## EXERCISE
Copy the Great Danes forum thread starting with "## quikdrw63" and going on through "dane sized dogs.", changing "Australia" to "New Zealand".

## EXTRACT TO READ
# Great Danes as Hunting Dogs?



## jonkayak

I know Great Danes were once used as hunting dogs for Boar, deer, wolves, and pretty much any large form of large wildlife. Does anyone know if anyone still hunts them or trains them? Now I don't plan to hunt with my two Danes but the thought of training then for such seems interesting, its more of an idea then a desire.


----------



## GermanDogs

I Have two and my male tries his best to catch squirrels and will almost act like he wants to tree . But i think the breed is alot like some of the other hunting breeds . All the hunting has been bred outa them .  The Golden Retrieve is one the i point to. Great dogs just not many people use them for what they were bred for. It makes me very happy when i see a golden in the field. With all that i guess i should get off my soap box and get my Danes afield. But they are nowhere as smart as my Bird Dog


----------



## Rich Kaminski

Danes are also known as "The dogs of War".


----------



## quikdrw63

my dane likes to hunt rawhide and sticks


----------



## ejs1980

They use them alot crossed with other dogs for hog hunting in Australia. Then again if you look at some of the dogs there for sale they'll breed about anything from blue heelers to mastiff and great dane sized dogs.


----------



## jonkayak

Thanks for all the replies everyone. I guess it's pretty much as I thought.

## MATERIAL

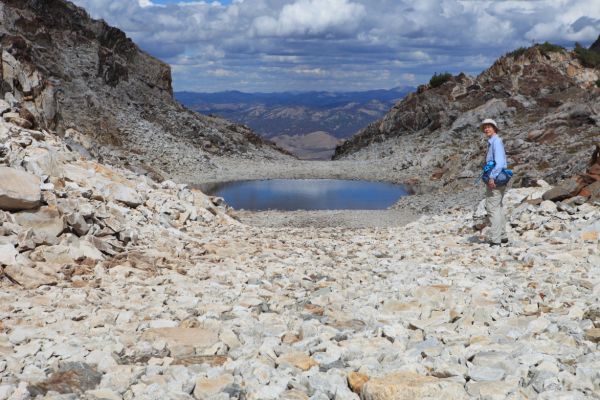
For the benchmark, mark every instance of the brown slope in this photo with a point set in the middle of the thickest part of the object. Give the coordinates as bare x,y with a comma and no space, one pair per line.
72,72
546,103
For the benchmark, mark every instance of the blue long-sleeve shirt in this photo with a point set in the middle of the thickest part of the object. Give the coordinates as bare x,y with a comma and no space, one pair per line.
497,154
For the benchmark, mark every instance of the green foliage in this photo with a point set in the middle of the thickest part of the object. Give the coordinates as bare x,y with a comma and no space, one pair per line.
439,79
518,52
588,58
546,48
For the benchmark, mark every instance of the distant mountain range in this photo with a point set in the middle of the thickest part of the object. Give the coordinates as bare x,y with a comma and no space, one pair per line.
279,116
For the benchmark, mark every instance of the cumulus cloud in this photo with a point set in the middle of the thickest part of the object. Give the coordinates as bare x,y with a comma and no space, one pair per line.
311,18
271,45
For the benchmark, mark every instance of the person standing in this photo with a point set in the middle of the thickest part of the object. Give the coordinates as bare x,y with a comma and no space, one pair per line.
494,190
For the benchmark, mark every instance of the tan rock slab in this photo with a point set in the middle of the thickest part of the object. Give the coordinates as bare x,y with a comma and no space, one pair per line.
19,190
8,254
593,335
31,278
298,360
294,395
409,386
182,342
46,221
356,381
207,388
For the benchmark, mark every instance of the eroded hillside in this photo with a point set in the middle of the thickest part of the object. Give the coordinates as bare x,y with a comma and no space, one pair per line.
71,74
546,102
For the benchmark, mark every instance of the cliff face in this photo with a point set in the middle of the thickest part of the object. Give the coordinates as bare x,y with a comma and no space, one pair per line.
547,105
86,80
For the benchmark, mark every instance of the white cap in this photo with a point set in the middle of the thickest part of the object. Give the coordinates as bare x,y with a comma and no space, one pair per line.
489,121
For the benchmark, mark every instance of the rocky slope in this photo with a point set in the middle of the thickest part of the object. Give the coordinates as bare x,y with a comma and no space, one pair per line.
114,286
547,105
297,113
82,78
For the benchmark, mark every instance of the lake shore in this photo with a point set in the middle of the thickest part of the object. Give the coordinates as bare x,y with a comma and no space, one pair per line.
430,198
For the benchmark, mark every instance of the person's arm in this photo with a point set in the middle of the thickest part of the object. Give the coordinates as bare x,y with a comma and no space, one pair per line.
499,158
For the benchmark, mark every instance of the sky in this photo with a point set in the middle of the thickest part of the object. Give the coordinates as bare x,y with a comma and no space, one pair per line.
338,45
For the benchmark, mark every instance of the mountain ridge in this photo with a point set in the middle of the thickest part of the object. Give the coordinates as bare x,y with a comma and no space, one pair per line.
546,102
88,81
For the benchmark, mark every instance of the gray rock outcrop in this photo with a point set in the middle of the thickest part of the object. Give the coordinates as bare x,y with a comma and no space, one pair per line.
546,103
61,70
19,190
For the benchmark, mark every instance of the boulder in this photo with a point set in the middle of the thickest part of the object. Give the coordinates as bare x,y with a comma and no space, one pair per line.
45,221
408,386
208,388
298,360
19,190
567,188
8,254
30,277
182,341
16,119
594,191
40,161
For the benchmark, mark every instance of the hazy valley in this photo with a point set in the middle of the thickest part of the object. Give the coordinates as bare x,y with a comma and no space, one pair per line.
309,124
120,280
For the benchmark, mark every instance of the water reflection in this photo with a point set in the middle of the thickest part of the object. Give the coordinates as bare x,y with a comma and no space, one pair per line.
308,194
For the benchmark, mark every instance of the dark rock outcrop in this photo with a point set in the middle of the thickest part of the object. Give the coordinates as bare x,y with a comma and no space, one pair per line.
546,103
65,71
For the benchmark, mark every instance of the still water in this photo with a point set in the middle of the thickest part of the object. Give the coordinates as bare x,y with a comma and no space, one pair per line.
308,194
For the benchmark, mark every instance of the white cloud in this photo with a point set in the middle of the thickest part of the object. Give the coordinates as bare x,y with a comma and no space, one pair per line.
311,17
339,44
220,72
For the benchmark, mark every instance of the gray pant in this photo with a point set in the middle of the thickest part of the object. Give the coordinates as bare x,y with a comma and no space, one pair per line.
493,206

## ANSWER FOR THE TASK
## quikdrw63

my dane likes to hunt rawhide and sticks


----------



## ejs1980

They use them alot crossed with other dogs for hog hunting in New Zealand. Then again if you look at some of the dogs there for sale they'll breed about anything from blue heelers to mastiff and great dane sized dogs.